→ **Work required**:
Could you set down the lines below, from the one containing "of the soldier" through the final line, exactly as written?

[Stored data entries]
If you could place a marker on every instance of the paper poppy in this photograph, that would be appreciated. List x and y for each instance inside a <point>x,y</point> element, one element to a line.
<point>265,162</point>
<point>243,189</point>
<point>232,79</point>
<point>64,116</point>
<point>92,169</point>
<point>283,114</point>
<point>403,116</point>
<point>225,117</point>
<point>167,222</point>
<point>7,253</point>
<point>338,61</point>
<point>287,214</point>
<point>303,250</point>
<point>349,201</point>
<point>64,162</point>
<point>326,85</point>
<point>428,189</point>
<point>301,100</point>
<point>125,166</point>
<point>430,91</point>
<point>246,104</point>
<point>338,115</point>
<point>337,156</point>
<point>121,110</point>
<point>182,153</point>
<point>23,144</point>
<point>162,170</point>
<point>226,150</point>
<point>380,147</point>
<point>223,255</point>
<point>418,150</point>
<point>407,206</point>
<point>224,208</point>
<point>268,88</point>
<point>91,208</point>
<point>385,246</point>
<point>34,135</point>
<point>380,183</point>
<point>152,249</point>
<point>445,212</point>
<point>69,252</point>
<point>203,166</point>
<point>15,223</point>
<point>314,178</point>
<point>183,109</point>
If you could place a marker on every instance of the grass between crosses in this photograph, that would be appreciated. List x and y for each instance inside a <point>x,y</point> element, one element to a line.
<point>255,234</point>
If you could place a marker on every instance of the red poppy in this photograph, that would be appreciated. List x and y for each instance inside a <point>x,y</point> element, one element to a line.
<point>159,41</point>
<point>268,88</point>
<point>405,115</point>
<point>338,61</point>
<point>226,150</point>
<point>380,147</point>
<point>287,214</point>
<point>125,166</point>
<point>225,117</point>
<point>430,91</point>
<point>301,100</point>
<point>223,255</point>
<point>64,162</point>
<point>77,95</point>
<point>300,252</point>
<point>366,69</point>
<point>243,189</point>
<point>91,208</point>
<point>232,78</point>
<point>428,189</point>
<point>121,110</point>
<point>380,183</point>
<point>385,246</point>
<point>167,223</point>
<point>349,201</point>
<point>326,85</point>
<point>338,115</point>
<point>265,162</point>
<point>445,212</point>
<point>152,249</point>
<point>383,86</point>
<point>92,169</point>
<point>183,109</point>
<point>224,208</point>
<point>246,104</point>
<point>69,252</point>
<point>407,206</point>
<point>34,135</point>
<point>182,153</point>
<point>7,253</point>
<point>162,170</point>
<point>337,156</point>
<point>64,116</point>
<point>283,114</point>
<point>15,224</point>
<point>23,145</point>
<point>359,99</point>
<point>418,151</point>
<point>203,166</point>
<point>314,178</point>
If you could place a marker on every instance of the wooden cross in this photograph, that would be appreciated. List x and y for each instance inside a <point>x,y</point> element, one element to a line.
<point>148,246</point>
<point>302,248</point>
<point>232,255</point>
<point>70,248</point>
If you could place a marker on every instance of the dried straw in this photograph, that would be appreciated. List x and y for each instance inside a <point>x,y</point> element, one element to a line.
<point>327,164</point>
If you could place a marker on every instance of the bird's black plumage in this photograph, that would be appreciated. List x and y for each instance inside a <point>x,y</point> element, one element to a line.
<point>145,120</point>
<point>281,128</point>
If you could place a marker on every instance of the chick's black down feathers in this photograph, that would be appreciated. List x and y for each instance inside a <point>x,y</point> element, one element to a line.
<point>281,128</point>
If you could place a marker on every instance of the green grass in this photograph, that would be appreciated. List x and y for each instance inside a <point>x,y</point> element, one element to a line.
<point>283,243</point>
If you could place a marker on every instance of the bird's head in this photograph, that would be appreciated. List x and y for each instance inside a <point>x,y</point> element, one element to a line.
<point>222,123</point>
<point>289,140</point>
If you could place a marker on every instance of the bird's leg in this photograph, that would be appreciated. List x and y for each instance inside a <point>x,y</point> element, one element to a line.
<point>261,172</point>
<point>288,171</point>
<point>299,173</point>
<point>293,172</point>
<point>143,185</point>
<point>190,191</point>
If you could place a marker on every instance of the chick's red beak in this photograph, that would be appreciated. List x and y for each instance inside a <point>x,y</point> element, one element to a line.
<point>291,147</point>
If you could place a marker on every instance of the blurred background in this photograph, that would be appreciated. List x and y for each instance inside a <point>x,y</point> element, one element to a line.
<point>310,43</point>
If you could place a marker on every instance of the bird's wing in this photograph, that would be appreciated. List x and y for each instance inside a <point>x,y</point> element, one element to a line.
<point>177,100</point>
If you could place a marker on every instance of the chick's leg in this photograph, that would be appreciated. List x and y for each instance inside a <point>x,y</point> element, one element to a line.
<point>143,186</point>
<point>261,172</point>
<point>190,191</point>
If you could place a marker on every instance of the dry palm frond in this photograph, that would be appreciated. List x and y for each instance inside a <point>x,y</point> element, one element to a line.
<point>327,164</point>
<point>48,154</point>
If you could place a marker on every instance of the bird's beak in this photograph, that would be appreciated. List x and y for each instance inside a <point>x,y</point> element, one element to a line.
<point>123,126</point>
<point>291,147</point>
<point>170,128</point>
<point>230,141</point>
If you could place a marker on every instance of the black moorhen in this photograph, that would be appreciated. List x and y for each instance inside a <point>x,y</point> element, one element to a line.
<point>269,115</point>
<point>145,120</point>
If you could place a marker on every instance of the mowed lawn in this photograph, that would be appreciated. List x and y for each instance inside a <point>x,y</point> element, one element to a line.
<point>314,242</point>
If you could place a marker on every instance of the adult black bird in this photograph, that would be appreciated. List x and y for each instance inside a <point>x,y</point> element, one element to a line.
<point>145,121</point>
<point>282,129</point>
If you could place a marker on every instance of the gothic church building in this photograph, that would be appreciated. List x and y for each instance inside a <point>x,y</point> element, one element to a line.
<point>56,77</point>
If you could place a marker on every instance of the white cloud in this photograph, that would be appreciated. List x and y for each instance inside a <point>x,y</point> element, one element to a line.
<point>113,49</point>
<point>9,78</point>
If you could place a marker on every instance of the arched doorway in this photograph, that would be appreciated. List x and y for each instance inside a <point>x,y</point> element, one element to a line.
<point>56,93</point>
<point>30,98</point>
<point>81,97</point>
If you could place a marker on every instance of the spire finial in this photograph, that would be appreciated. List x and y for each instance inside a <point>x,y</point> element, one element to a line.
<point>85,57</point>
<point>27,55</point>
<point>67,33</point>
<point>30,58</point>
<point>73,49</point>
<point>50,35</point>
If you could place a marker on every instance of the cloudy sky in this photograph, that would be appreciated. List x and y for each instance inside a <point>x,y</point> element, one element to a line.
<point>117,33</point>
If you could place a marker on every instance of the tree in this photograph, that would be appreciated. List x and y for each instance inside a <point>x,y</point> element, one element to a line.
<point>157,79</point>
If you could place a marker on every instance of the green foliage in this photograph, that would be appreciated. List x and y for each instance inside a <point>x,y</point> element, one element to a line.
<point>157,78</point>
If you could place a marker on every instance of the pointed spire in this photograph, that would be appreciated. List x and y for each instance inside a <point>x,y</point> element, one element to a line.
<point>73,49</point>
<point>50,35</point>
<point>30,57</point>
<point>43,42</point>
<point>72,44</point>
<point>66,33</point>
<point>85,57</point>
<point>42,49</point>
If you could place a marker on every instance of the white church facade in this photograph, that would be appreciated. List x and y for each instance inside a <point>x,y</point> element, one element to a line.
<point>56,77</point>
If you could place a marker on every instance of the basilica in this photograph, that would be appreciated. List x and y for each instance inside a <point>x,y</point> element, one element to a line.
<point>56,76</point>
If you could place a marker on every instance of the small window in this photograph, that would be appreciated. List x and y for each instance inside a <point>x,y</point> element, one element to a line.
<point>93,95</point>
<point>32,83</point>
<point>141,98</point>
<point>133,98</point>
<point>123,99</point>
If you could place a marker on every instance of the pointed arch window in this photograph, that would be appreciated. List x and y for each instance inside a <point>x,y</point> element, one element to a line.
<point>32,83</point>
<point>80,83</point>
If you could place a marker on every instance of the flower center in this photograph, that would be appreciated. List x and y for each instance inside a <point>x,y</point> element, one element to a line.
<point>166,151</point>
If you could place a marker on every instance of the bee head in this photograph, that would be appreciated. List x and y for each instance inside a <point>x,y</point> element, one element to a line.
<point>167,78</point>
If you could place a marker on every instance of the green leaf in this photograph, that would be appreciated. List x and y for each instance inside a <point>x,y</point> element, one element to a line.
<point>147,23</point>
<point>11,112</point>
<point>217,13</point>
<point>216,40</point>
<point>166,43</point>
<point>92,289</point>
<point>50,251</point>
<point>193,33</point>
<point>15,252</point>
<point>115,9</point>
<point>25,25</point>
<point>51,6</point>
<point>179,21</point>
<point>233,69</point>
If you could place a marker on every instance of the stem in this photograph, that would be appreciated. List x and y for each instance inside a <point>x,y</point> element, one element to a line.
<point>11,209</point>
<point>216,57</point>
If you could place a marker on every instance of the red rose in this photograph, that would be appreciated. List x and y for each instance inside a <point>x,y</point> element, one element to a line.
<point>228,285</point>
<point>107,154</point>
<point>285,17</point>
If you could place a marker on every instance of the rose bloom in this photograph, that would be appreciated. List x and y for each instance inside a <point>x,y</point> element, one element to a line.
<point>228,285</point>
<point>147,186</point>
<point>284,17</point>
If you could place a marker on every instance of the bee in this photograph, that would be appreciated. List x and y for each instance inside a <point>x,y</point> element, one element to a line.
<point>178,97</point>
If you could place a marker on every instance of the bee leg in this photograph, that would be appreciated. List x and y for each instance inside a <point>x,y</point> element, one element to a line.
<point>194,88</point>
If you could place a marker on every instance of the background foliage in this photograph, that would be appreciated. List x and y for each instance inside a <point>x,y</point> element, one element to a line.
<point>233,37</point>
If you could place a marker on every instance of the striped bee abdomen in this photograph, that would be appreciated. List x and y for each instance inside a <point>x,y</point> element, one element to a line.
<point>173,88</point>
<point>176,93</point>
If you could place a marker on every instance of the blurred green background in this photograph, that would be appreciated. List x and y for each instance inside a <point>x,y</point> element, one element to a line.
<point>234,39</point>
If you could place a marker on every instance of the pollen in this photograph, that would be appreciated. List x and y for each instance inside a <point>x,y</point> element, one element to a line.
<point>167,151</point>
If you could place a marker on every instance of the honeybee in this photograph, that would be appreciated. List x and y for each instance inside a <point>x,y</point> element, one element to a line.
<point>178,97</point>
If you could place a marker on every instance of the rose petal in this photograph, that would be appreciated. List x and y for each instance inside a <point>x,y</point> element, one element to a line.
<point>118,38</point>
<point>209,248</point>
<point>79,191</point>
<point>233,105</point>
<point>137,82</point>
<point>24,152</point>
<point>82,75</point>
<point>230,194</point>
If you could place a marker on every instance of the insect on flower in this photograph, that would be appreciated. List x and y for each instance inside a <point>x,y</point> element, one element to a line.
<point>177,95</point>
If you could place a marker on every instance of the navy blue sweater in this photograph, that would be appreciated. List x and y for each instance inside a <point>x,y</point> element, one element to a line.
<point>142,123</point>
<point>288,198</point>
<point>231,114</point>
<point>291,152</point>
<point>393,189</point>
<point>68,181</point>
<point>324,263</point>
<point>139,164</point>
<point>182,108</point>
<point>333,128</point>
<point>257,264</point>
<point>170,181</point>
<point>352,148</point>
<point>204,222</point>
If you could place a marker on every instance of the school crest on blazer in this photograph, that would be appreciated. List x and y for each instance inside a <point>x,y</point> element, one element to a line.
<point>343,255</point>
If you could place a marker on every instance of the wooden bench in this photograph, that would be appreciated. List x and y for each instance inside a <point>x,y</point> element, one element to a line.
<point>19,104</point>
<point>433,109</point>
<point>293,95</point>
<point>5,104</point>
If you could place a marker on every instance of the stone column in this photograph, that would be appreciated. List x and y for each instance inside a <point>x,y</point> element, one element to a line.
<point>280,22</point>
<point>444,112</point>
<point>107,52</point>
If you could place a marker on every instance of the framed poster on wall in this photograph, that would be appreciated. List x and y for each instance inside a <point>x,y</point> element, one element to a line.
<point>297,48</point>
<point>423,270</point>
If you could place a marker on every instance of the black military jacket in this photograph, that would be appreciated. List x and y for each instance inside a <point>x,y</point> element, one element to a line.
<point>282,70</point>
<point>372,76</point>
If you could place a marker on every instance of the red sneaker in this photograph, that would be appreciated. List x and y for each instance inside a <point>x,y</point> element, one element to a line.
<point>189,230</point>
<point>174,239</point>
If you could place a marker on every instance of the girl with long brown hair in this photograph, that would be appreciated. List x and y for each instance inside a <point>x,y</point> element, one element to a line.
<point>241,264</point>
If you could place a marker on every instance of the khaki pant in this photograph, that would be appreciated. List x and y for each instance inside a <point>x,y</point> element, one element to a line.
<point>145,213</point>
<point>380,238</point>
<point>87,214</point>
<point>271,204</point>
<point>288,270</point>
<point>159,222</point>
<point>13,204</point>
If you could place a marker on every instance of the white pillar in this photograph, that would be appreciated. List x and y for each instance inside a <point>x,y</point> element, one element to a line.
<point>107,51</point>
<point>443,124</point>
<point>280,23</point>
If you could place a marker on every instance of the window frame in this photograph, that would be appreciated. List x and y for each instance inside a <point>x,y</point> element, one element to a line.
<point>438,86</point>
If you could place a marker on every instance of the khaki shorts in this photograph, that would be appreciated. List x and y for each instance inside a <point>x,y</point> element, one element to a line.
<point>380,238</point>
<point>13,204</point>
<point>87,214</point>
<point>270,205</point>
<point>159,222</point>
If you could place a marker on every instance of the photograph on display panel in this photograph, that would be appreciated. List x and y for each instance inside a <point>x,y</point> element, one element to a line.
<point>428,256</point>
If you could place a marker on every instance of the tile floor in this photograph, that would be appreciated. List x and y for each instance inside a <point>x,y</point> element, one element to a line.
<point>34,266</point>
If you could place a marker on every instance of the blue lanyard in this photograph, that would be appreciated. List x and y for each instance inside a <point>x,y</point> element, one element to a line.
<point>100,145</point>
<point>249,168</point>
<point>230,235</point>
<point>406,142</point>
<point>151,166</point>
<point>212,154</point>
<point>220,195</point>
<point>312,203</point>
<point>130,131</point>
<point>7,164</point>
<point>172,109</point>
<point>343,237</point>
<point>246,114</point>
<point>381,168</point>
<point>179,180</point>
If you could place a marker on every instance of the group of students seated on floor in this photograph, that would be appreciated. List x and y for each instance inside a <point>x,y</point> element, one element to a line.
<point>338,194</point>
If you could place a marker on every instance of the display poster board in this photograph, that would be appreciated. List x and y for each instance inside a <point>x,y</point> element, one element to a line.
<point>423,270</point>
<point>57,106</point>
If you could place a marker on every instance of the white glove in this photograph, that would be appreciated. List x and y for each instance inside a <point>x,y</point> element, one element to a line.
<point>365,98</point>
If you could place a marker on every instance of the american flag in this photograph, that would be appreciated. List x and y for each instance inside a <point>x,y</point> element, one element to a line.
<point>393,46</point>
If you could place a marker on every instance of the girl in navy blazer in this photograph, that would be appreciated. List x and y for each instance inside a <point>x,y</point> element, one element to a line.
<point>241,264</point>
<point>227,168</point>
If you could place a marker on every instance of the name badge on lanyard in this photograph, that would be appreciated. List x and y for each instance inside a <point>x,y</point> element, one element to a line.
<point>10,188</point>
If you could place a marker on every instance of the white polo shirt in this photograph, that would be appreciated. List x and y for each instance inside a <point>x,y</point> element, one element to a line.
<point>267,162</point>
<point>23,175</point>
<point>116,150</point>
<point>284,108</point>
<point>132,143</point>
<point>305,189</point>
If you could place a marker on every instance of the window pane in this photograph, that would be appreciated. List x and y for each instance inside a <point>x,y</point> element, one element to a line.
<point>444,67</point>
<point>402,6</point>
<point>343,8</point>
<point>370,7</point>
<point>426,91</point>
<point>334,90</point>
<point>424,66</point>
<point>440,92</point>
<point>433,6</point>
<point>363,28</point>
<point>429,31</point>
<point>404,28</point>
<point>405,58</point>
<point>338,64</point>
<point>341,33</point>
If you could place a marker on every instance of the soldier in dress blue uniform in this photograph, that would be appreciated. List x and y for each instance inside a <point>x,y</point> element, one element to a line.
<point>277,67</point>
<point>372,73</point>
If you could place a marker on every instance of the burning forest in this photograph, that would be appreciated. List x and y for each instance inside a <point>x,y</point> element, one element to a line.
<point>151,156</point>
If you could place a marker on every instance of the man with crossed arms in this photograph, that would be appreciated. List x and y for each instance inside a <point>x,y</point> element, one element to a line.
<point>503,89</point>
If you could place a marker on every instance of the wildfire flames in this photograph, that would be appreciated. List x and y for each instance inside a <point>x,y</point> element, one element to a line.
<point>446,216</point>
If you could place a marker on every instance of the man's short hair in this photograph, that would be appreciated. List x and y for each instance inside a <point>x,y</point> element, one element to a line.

→ **Problem solution**:
If you could place a marker on every instance of the soldier in dress blue uniform in this photograph, that would be appreciated. List x and y for each instance inside a <point>x,y</point> element, one element to a line.
<point>277,67</point>
<point>372,73</point>
If you could place a marker on every instance of the burning forest in this photograph, that would be appreciated. List x and y for each instance inside a <point>x,y</point> element, one element to a line.
<point>151,156</point>
If you could place a marker on every instance of the man with crossed arms in this photograph, that would be appreciated. List x and y for each instance inside a <point>x,y</point> element, one element to a line.
<point>503,89</point>
If you could place a marker on every instance of the wildfire flames in this photograph, that would be appreciated. List x and y for each instance inside a <point>x,y</point> element, one element to a line.
<point>446,216</point>
If you could place a marker on every instance of the man's short hair in this photograph, that would be appreciated. List x and y for each instance inside a <point>x,y</point> element, one element to a line.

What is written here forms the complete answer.